__Record set__:
********
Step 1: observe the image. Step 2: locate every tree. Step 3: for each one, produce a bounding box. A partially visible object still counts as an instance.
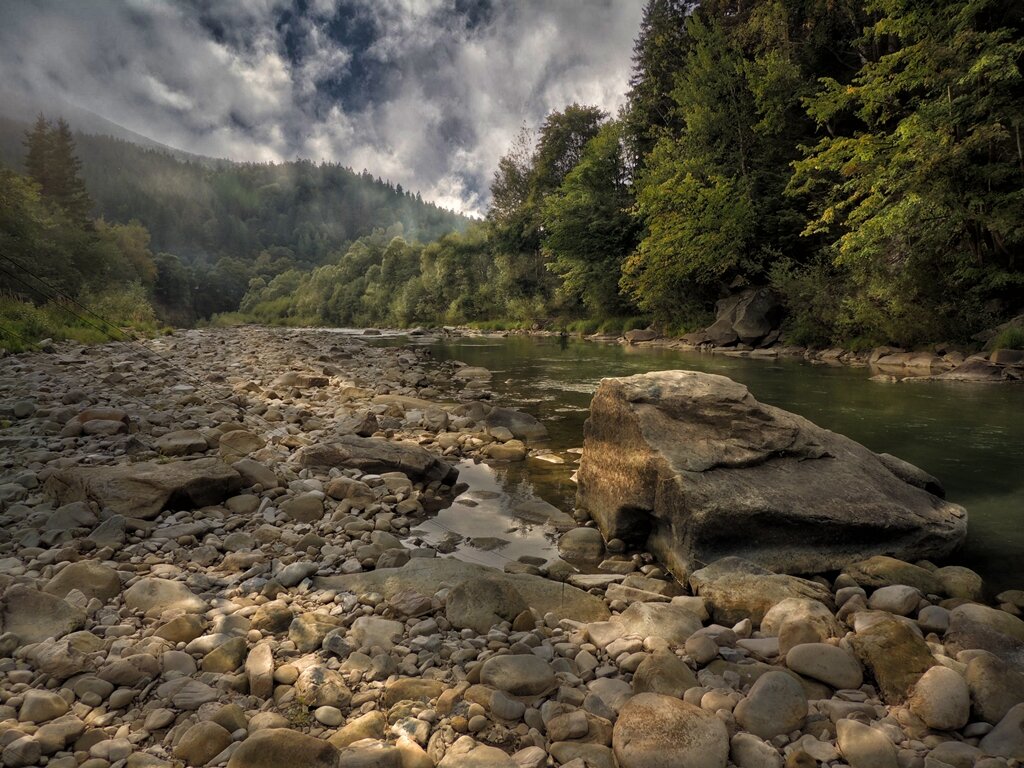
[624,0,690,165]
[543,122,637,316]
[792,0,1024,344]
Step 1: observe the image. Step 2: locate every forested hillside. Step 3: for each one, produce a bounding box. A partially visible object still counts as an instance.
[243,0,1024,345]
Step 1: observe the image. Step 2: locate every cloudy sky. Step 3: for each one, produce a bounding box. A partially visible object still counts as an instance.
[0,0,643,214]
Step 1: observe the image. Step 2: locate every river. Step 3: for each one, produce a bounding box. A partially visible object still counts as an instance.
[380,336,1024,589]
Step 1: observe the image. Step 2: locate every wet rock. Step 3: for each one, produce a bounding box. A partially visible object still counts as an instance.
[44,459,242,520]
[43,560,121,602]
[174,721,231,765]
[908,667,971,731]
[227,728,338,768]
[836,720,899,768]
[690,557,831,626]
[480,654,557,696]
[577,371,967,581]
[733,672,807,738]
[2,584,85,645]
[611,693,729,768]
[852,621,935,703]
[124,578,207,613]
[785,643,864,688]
********
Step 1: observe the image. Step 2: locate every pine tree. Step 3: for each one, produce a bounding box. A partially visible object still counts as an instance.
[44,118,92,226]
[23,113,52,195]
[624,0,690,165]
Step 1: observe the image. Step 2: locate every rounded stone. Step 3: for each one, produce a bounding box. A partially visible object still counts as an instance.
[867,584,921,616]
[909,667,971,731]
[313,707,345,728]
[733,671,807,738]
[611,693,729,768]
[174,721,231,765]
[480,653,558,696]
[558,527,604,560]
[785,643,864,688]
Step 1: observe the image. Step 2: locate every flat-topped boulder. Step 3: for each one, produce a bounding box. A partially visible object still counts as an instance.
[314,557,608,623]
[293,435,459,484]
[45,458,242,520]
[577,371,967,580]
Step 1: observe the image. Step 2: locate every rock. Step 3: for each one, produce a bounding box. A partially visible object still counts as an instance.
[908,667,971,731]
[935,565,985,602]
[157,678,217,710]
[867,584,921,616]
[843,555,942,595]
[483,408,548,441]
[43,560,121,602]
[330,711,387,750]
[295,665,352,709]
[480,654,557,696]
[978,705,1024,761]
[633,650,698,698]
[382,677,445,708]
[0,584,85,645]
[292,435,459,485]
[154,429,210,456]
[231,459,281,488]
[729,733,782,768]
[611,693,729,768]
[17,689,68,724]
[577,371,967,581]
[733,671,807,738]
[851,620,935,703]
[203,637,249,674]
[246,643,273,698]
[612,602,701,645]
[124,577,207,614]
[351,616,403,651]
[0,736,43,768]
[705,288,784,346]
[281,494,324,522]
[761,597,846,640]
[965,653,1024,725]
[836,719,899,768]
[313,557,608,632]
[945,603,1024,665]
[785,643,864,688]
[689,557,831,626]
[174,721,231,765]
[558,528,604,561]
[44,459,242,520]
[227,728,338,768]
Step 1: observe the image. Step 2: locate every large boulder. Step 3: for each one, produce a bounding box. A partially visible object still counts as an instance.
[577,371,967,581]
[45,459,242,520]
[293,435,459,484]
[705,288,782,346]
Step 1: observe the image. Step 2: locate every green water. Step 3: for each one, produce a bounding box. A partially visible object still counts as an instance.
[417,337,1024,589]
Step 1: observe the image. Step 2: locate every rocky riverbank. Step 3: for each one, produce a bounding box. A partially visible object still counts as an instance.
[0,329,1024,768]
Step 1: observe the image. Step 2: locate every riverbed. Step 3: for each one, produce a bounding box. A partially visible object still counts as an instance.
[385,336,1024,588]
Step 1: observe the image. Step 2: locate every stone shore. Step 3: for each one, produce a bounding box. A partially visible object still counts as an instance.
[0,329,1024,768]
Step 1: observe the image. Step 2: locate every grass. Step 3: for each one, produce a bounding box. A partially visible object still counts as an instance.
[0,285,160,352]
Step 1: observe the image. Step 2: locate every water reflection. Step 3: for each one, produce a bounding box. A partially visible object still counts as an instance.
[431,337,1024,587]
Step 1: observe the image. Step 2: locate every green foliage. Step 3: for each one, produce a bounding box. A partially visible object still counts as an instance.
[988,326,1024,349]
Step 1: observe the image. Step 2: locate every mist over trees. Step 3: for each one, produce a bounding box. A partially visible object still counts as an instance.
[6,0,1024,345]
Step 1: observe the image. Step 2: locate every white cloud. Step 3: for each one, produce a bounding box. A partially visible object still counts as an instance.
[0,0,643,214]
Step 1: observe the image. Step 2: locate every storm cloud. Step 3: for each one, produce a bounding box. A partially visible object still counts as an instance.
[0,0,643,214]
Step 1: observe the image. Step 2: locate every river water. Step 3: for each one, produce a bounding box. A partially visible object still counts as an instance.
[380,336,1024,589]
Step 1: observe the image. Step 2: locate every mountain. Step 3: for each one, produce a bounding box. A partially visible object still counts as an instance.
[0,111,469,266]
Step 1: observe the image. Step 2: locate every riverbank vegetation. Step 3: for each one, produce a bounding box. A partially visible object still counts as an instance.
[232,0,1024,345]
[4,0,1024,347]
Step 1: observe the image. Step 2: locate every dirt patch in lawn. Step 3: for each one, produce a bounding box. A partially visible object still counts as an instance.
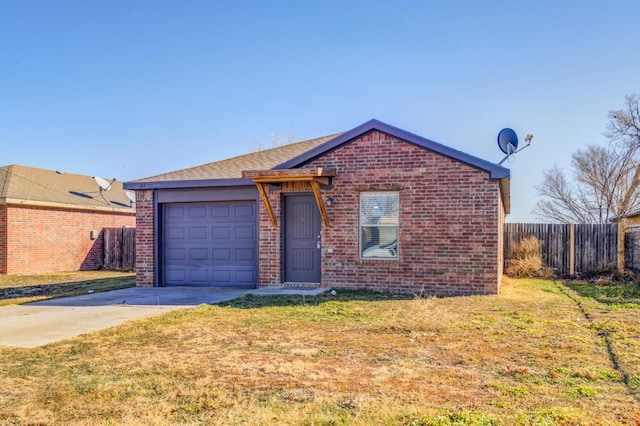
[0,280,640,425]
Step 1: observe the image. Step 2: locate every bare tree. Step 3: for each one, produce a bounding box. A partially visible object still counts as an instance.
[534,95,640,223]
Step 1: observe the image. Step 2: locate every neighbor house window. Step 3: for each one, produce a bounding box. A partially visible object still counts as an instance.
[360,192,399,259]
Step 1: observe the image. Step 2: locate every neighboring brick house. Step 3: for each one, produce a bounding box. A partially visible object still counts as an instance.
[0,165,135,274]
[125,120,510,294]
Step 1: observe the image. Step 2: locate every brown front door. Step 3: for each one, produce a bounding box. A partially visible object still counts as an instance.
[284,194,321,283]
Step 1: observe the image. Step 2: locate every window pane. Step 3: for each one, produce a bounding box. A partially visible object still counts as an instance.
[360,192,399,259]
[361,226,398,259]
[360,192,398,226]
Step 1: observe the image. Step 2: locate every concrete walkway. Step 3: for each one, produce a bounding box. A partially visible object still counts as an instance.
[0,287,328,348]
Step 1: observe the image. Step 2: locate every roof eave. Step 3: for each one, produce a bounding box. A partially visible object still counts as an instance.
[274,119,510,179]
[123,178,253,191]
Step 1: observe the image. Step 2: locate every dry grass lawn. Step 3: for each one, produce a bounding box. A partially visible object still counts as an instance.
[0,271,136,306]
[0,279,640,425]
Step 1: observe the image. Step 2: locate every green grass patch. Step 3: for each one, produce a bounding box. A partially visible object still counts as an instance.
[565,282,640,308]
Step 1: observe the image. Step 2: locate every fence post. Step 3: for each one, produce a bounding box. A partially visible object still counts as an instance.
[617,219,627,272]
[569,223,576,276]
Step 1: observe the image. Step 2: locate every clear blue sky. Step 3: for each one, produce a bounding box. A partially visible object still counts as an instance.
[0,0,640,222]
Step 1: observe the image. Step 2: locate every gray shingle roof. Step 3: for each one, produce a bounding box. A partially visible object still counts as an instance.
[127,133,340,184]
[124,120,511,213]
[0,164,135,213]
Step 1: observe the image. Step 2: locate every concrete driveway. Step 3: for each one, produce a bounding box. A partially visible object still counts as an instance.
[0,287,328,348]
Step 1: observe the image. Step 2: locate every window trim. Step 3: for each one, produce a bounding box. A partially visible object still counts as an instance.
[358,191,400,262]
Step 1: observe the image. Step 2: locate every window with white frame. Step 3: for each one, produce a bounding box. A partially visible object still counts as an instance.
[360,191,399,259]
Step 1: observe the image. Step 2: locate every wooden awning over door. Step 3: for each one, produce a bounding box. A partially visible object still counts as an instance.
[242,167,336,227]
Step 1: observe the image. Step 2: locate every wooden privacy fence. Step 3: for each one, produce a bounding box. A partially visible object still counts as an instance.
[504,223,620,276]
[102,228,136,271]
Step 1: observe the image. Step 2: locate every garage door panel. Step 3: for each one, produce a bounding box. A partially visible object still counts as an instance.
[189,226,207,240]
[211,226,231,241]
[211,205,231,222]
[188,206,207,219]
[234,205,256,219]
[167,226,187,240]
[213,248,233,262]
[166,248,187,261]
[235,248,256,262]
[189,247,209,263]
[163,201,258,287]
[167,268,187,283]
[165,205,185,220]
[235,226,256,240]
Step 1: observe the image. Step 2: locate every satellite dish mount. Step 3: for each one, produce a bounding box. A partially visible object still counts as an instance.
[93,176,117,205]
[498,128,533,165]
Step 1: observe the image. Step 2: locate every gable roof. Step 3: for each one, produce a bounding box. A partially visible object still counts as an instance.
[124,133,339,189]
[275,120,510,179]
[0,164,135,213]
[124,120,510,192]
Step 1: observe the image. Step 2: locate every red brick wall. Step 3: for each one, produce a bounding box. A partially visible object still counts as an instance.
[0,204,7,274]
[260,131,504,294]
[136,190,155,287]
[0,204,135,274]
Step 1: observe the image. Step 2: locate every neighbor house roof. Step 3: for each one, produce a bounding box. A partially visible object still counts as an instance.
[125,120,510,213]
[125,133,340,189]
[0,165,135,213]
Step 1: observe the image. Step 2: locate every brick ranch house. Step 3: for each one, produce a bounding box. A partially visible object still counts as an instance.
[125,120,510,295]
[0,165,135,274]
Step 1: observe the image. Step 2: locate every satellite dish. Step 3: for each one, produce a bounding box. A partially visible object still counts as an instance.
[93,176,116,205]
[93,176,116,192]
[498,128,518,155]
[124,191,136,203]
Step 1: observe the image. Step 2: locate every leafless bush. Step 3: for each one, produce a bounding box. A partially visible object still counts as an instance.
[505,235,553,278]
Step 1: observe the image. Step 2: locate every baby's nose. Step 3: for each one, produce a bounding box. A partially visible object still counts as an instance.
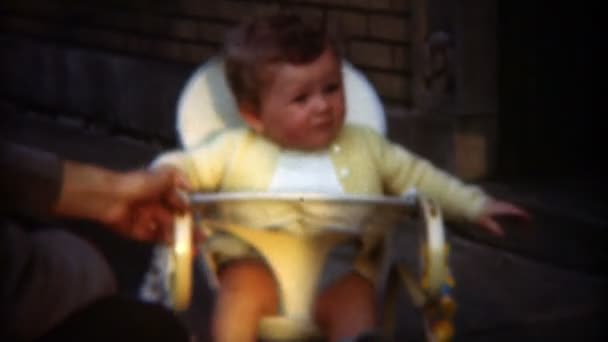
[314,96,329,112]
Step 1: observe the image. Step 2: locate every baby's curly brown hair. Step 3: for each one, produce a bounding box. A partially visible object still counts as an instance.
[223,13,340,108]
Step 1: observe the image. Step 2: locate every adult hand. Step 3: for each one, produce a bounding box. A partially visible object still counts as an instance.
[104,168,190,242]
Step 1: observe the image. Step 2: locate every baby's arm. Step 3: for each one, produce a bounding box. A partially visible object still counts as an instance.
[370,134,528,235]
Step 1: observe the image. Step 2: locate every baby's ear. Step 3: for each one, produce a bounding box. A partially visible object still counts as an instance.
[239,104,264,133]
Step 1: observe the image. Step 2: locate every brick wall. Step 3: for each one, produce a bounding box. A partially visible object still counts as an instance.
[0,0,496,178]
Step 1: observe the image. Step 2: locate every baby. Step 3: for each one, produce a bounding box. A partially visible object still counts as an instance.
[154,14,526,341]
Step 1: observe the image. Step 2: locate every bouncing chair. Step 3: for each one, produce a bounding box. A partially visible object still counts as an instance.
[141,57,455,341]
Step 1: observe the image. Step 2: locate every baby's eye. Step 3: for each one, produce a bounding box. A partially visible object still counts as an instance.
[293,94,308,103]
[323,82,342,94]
********
__Task requirements__: Rewrite the records above from the line that contains "Step 1: observe the image. Step 2: locate every baby." through the line that contains "[323,82,342,94]", switching "bouncing chair" to "rocking chair" and keeping everything else the same. Give only those lines.

__Result of this exercise__:
Step 1: observe the image. Step 2: locate every baby. Step 3: for each one, produce a bounding box. A partially visible object still counts as an instance.
[154,14,526,341]
Step 1: observe the image. Step 2: locate every rocking chair. Step 3: for each one, produce a bounding box. A partially visible object still counts as an instance.
[141,57,455,341]
Step 1: observe the image. Step 2: locate every baby's eye. Step 3: for each one, produce a bounding box. A partially visible object still counts as an instance.
[293,94,308,103]
[323,82,342,94]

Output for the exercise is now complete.